* Start *

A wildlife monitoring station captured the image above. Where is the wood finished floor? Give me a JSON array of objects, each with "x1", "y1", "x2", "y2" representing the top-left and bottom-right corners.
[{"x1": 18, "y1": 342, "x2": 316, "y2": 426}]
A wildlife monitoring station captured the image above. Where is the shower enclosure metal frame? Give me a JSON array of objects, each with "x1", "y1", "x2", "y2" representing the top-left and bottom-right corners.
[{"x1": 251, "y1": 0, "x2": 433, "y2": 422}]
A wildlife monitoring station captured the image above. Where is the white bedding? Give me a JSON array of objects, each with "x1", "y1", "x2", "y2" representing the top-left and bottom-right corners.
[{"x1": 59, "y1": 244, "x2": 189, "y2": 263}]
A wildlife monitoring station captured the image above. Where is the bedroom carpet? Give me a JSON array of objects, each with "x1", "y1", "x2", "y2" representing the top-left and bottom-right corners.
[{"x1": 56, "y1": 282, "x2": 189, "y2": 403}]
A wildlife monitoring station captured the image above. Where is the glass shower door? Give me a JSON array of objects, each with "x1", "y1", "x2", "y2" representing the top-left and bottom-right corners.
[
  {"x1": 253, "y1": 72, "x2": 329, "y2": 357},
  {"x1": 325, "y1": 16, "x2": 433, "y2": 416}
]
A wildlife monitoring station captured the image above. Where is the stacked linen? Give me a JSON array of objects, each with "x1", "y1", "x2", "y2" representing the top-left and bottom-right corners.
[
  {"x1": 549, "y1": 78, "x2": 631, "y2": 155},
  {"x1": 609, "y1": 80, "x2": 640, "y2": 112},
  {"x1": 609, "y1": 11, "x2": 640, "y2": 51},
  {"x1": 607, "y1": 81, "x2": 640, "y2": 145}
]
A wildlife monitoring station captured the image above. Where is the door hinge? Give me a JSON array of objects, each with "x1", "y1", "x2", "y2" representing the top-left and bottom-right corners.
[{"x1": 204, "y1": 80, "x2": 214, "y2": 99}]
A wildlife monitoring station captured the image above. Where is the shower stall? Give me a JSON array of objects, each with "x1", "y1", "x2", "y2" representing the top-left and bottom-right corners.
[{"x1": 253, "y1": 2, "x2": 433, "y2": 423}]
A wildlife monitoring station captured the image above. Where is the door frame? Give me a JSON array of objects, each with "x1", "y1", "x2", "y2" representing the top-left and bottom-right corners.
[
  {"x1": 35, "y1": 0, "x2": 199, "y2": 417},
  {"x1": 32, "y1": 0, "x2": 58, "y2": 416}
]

* End *

Objective: Rewrite the lines from the one containing "the shower stall?" through the end of the rows, substituting "trail camera" for "wildlife monitoring station" and changing nothing else.

Finished exercise:
A trail camera captured the image above. Where is the shower stall? Give me a JSON array of objects, each with "x1", "y1", "x2", "y2" representing the top-left and bottom-right corners.
[{"x1": 253, "y1": 2, "x2": 433, "y2": 423}]
A trail camera captured the image above. Where is the door frame? Give me a JSON array of objects, each with "x1", "y1", "x2", "y2" representing the top-left and bottom-right corners.
[
  {"x1": 35, "y1": 0, "x2": 199, "y2": 417},
  {"x1": 32, "y1": 0, "x2": 58, "y2": 416}
]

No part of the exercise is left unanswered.